## TASKS FOR THIS EXERCISE
1: Reproduce the passage of the article on state limits to abortion pills from "Massachusetts was seeing" to "ban on Zohydro.".
2: According to the article on state limits to abortion pills, are these statements true? (a) The FDA approved Zohydro in 2013 even though an advisory panel had concerns about it. (b) Mifeprex was approved to end a pregnancy up to the 12-week mark. (c) Texas's six-week ban took effect on Sept. 1 under Senate Bill 8. Answer yes or no for each, quoting the words that decide it.
3: Translate into Spanish this sentence from the article on state limits to abortion pills: "Massachusetts was seeing a spike in opioid-related deaths at the time, and former Gov. Deval Patrick formally declared a public health emergency that included the ban on Zohydro."

## EXTRACT PROVIDED

WASHINGTON — Efforts in states to further restrict medication abortion face legal questions over potential conflicts with federal drug regulations.
And experts are noting the potential federal court precedent set in a regulatory case from 2014 in Massachusetts that declared: “If the Commonwealth were able to countermand the FDA’s determinations and substitute its own requirements, it would undermine the FDA’s ability to make drugs available to promote and protect the public health.”
That statement is from a federal district court order that blocked Massachusetts from banning the sale of a prescription painkiller, despite concerns that the drug in question, Zohydro, could lead to addiction and overdose fatalities.
In her order blocking the ban, Judge Rya Zobel was talking about a powerful opioid — but could her logic also apply to abortion pills?
In the aftermath of the Supreme Court’s June 24 ruling in Dobbs vs. Jackson Women’s Health, which overturned its landmark 1973 ruling in Roe vs. Wade that established a constitutional right to abortion, many states that have already banned — or are in the process of banning — the procedure are looking to restrict the use of medication abortion next.
Texas, which significantly restricted access to abortion in the state after its six-week ban under Senate Bill 8 went into effect on Sept. 1, already has a law on the books to further curtail access to abortion pills.
Legal experts are predicting the fight over medication abortion, which involves taking a pair of pills to terminate an early pregnancy, is just getting started. But the 2014 Zohydro case in Massachusetts could set an important precedent for how courts evaluate state laws that clash with federal drug regulations.
The Food and Drug Administration, responsible for evaluating and regulating drugs approved for public use, signed off on Zohydro in 2013 despite concerns from an advisory panel over the drug’s potential for abuse.
Massachusetts was seeing a spike in opioid-related deaths at the time, and former Gov. Deval Patrick formally declared a public health emergency that included the ban on Zohydro.
In 2000, the FDA approved a drug called Mifeprex — known as mifepristone, generically — for use, in conjunction with another drug called misoprostol, to end an early pregnancy through 70 days gestation, or until the 10-week mark.

## GIVEN ENTRIES

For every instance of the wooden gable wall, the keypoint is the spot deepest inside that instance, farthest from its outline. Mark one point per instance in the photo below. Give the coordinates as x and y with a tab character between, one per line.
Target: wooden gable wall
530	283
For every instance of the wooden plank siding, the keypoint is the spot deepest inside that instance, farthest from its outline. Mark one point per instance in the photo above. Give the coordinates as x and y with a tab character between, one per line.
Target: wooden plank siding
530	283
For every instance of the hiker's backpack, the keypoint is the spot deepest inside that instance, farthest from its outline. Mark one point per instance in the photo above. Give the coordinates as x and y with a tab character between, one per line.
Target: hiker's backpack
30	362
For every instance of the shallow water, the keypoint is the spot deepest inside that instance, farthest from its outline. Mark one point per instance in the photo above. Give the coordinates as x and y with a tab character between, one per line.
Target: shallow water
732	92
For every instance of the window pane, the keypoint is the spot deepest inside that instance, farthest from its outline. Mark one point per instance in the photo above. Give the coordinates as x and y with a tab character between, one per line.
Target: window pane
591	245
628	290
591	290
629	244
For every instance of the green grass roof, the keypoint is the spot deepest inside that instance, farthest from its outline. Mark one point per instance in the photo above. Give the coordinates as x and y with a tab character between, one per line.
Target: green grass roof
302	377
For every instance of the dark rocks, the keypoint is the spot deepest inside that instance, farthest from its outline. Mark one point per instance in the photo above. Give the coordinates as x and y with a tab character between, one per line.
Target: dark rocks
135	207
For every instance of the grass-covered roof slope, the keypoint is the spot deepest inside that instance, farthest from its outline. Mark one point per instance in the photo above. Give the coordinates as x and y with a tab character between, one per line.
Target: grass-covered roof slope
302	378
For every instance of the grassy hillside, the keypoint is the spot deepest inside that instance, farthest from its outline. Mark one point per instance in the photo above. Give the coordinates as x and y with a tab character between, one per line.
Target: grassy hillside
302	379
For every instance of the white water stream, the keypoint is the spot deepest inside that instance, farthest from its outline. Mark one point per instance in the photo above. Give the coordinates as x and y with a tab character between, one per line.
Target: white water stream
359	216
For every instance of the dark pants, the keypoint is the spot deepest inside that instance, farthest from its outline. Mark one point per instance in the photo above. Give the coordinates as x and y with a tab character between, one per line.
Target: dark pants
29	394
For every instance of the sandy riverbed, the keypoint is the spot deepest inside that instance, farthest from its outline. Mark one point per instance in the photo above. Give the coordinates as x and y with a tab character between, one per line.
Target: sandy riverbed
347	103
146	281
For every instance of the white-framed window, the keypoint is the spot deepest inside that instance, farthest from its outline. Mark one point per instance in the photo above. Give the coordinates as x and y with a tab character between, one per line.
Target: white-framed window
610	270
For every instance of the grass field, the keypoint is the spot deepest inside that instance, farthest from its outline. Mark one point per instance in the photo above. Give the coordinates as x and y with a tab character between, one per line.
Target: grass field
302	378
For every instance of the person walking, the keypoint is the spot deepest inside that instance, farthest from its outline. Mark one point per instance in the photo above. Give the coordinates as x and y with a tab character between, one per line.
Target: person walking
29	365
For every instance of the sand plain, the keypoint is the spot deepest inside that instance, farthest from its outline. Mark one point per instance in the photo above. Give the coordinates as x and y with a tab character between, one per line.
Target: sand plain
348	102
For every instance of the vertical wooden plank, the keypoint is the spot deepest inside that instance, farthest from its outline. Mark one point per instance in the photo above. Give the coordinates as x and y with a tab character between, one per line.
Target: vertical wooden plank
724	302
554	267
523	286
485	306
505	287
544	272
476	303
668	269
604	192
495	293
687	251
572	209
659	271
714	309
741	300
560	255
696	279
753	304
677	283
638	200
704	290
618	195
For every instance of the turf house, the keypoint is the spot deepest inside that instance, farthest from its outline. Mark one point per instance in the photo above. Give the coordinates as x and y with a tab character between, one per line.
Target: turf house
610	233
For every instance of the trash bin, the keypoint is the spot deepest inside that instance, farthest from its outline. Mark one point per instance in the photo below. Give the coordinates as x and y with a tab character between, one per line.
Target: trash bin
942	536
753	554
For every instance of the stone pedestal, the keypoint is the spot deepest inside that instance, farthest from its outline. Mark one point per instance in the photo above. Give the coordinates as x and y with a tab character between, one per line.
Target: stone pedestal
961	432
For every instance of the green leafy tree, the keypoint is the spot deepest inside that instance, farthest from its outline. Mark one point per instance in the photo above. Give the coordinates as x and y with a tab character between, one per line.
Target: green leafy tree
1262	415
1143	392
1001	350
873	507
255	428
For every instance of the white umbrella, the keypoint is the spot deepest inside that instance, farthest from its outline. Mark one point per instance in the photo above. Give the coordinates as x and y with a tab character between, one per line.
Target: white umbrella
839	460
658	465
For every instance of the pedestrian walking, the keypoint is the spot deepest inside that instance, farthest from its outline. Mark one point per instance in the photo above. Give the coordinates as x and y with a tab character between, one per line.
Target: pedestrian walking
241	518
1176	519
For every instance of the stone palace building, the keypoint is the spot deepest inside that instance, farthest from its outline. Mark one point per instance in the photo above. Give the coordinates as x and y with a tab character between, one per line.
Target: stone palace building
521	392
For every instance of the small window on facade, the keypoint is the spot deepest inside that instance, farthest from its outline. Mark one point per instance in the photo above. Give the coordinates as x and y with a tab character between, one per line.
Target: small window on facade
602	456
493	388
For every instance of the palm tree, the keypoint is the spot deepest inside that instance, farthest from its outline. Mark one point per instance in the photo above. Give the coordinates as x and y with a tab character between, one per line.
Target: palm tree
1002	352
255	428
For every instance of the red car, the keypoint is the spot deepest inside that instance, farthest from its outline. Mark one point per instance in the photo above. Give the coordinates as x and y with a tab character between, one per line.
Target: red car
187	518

## ANSWERS TO THE EXERCISE
1:
Massachusetts was seeing a spike in opioid-related deaths at the time, and former Gov. Deval Patrick formally declared a public health emergency that included the ban on Zohydro.

2:
(a) Yes: "signed off on Zohydro in 2013 despite concerns from an advisory panel over the drug’s potential for abuse."
(b) No: "through 70 days gestation, or until the 10-week mark."
(c) Yes: "its six-week ban under Senate Bill 8 went into effect on Sept. 1"

3: En ese momento, Massachusetts registraba un aumento de las muertes relacionadas con opioides, y el exgobernador Deval Patrick declaró formalmente una emergencia de salud pública que incluía la prohibición de Zohydro.